Extracted records:
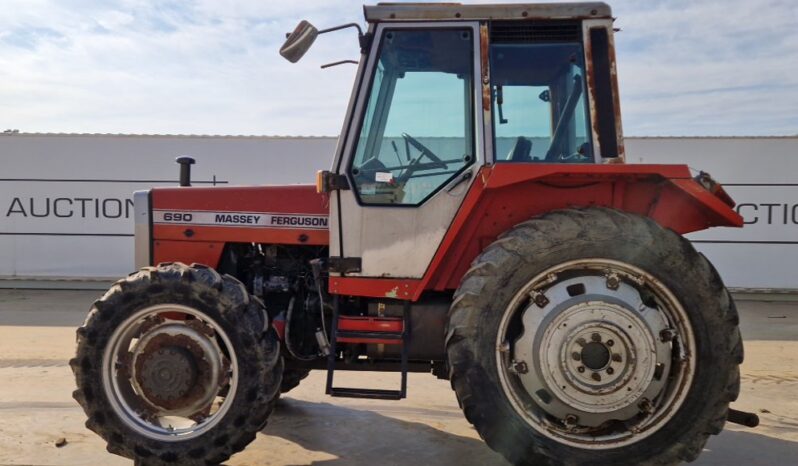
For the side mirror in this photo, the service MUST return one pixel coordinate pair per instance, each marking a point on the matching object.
(299, 41)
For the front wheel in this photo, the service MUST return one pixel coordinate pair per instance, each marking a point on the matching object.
(177, 364)
(594, 337)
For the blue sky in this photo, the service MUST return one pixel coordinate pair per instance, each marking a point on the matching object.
(210, 67)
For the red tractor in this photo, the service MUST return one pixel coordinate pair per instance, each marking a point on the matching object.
(478, 223)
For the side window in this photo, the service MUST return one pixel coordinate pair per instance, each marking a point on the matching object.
(417, 131)
(539, 104)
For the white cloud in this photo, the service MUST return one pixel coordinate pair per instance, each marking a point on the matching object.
(700, 67)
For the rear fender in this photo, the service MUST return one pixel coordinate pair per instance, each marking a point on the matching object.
(507, 194)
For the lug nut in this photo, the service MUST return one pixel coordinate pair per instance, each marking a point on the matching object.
(613, 281)
(646, 406)
(520, 367)
(539, 298)
(667, 335)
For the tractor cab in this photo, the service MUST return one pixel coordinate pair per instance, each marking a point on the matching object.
(444, 90)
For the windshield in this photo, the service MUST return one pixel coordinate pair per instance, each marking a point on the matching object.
(418, 126)
(540, 112)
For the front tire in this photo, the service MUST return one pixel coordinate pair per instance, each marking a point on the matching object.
(594, 336)
(177, 364)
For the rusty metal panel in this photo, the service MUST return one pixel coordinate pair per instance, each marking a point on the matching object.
(454, 11)
(592, 91)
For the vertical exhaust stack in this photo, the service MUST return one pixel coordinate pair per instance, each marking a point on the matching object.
(185, 163)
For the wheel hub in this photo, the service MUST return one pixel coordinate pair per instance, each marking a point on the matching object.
(595, 355)
(177, 370)
(167, 374)
(592, 355)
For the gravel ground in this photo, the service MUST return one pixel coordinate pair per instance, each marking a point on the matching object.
(37, 412)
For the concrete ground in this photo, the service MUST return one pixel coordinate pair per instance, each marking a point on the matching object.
(37, 411)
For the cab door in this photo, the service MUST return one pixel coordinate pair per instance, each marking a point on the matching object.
(413, 143)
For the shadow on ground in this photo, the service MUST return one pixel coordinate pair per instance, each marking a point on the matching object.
(356, 437)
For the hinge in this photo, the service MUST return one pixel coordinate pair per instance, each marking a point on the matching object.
(327, 181)
(365, 43)
(345, 264)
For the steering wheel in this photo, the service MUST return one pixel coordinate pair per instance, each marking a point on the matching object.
(423, 151)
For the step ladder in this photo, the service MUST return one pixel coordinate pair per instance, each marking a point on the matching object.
(369, 330)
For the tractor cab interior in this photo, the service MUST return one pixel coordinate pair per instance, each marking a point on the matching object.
(539, 105)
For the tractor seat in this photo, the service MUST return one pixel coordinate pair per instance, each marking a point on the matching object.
(520, 151)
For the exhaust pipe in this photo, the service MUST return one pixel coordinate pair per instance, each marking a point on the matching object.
(185, 163)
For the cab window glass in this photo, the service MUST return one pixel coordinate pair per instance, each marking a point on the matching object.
(417, 130)
(539, 103)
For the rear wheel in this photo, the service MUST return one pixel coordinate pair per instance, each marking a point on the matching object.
(594, 336)
(177, 364)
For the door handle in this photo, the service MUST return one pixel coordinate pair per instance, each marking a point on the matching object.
(464, 177)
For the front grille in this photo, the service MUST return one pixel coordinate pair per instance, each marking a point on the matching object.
(514, 32)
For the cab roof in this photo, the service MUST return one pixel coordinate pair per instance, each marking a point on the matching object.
(458, 12)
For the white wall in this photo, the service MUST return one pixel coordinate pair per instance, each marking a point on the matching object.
(96, 171)
(85, 178)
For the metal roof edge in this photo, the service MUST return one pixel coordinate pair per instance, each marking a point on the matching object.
(508, 11)
(145, 135)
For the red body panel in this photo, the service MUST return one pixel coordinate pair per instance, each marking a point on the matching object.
(501, 196)
(180, 240)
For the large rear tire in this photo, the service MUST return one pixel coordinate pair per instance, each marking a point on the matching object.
(177, 364)
(594, 337)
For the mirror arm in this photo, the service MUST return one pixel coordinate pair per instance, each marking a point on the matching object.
(336, 63)
(363, 38)
(343, 26)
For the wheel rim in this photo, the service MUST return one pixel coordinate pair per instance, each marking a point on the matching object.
(170, 372)
(595, 353)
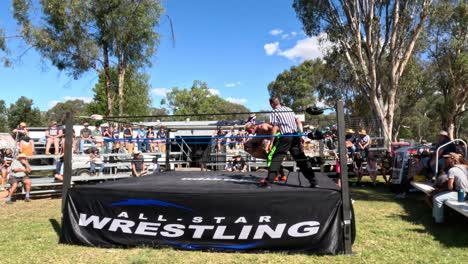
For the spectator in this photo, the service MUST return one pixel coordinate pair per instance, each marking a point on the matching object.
(162, 137)
(457, 180)
(239, 164)
(59, 168)
(53, 136)
(96, 160)
(358, 161)
(128, 136)
(386, 166)
(228, 166)
(363, 143)
(150, 140)
(372, 169)
(85, 136)
(20, 169)
(22, 134)
(138, 164)
(141, 135)
(350, 142)
(107, 136)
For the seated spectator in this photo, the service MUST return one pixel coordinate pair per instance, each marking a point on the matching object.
(96, 160)
(457, 180)
(239, 164)
(20, 169)
(85, 136)
(59, 168)
(358, 161)
(53, 136)
(228, 166)
(138, 164)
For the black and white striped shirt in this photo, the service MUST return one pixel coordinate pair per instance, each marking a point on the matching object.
(285, 119)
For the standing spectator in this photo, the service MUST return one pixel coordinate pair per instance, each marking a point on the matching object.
(138, 164)
(284, 120)
(364, 142)
(22, 134)
(53, 136)
(107, 136)
(162, 137)
(150, 140)
(457, 180)
(386, 166)
(372, 169)
(20, 169)
(358, 160)
(96, 160)
(85, 136)
(141, 135)
(239, 164)
(350, 142)
(128, 136)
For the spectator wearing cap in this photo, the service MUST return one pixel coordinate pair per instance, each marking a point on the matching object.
(457, 180)
(20, 169)
(85, 136)
(96, 160)
(141, 135)
(53, 135)
(350, 142)
(138, 164)
(363, 143)
(22, 135)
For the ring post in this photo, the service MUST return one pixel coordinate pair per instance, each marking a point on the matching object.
(344, 178)
(67, 171)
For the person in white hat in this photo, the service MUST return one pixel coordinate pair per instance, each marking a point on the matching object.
(20, 169)
(138, 164)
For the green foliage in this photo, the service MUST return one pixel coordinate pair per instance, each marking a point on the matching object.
(22, 111)
(81, 35)
(136, 94)
(59, 111)
(198, 100)
(296, 87)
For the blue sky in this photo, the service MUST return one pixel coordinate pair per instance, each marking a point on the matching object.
(236, 47)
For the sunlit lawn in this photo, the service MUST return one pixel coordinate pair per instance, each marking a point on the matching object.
(388, 231)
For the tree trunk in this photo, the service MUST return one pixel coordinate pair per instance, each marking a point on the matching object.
(122, 72)
(109, 90)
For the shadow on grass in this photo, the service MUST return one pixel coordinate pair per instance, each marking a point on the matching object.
(56, 226)
(453, 233)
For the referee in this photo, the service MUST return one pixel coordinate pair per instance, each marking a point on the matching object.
(286, 139)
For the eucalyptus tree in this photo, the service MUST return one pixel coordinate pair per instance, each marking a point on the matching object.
(376, 40)
(79, 36)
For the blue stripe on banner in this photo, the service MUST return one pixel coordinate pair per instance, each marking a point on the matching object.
(149, 202)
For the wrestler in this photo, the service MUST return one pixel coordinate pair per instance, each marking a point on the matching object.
(255, 145)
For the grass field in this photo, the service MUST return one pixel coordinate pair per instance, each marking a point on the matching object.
(388, 231)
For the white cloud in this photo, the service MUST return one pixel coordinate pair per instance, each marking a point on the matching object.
(82, 98)
(233, 84)
(236, 100)
(52, 103)
(307, 49)
(275, 32)
(159, 91)
(271, 48)
(214, 91)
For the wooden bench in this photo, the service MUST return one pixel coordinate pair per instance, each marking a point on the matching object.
(427, 188)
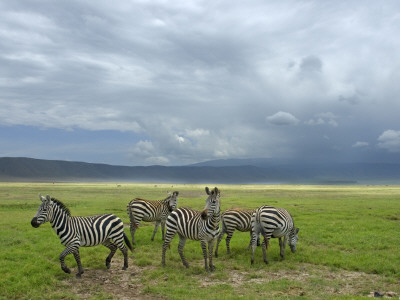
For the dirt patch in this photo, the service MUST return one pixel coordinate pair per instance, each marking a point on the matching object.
(116, 282)
(307, 276)
(305, 279)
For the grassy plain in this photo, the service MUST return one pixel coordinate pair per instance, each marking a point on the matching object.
(349, 245)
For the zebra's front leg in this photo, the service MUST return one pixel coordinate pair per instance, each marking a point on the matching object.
(205, 254)
(62, 258)
(228, 241)
(253, 246)
(155, 230)
(133, 230)
(163, 229)
(182, 241)
(210, 251)
(78, 262)
(168, 238)
(221, 235)
(113, 249)
(265, 247)
(282, 246)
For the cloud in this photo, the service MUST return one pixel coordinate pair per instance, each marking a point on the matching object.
(322, 119)
(360, 144)
(184, 82)
(283, 118)
(390, 140)
(311, 64)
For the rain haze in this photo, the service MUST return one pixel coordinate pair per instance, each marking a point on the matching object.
(180, 82)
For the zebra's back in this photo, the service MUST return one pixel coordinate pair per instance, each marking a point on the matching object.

TASK DETAILS: May I have exactly the lines from the one containing "For the dirt" through the last line of the data, both included?

YOUR SOLUTION:
For the dirt patch in this photo, the service MUST return one pixel coordinate pair per instance, each marking a point on the matching object.
(116, 282)
(307, 276)
(305, 279)
For the grassy plain in this photo, the service MUST return one pixel coordinate pair per instance, each marking a point on the matching object.
(349, 245)
For the zebra's front leg in this photo, the service MUST return one pixel coordinate pair per instance, each marking a point on the matching object.
(205, 254)
(62, 258)
(228, 241)
(253, 246)
(155, 230)
(133, 230)
(163, 229)
(182, 241)
(210, 251)
(78, 262)
(168, 238)
(221, 235)
(113, 249)
(265, 247)
(282, 246)
For the cloud in this photo, the service MUST return one pixel coordinate pair per instance, each marking a point on the matching object.
(322, 119)
(360, 144)
(184, 82)
(283, 118)
(390, 140)
(311, 64)
For the rain haze in this photo, the service MUST return one pixel coordinate pair per instance, each marking a point on the matching object.
(180, 82)
For the zebra's back in this photo, the service MUST return one pixel coordinate pair per instance, each marking a point on the matching object.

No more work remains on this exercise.